Parts of the exercise:
- a) According to the panel decision, which registrar holds the registration for <sisellive.com>?
- b) Quote everything in the panel decision from "The Respondent is Andre" down to "the contact details.".
- c) Based on the panel decision, explain why the Center sent its verification requests to two registrars.

Document text:
****************************************
WIPO Arbitration and Mediation Center
ADMINISTRATIVE PANEL DECISION
Sakura Properties, LLC v. Andre Jensen
Case No. D2016-2209
1. The Parties
The Complainant is Sakura Properties, LLC of Springville, Utah, United States of America (“United States”), internally represented.
The Respondent is Andre Jensen of Mernda, Melbourne, Australia.
2. The Domain Names and Registrars
The disputed domain name, <siselfit.com> (the “First Domain Name”), is registered with Crazy Domains FZ‑LLC and the disputed domain name, <sisellive.com> (the “Second Domain Name”), is registered with GoDaddy.com, LLC (collectively, the “Registrars”). The First and Second Domain Names are referred to collectively as the “Domain Names”.
3. Procedural History
The Complaint was filed with the WIPO Arbitration and Mediation Center (the “Center”) on October 31, 2016. On November 1, 2016, the Center transmitted by email to the Registrars requests for registrar verification in connection with the Domain Names. On November 2, 2016, the Registrars transmitted by email to the Center their verification responses confirming that the Respondent is listed as the registrant and providing the contact details.
****************************************
Material provided:

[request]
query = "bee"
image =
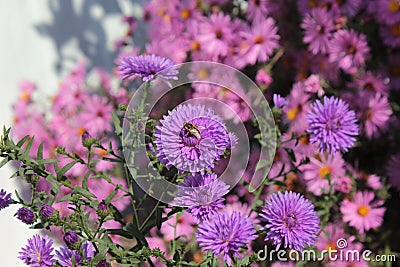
****************************************
Responses per task:
- a) GoDaddy.com, LLC

- b)
The Respondent is Andre Jensen of Mernda, Melbourne, Australia.
2. The Domain Names and Registrars
The disputed domain name, <siselfit.com> (the “First Domain Name”), is registered with Crazy Domains FZ‑LLC and the disputed domain name, <sisellive.com> (the “Second Domain Name”), is registered with GoDaddy.com, LLC (collectively, the “Registrars”). The First and Second Domain Names are referred to collectively as the “Domain Names”.
3. Procedural History
The Complaint was filed with the WIPO Arbitration and Mediation Center (the “Center”) on October 31, 2016. On November 1, 2016, the Center transmitted by email to the Registrars requests for registrar verification in connection with the Domain Names. On November 2, 2016, the Registrars transmitted by email to the Center their verification responses confirming that the Respondent is listed as the registrant and providing the contact details.

- c) The two disputed domain names are held with different registrars. <siselfit.com> is registered with Crazy Domains FZ-LLC, and <sisellive.com> is registered with GoDaddy.com, LLC. The decision refers to both of them together as the "Registrars."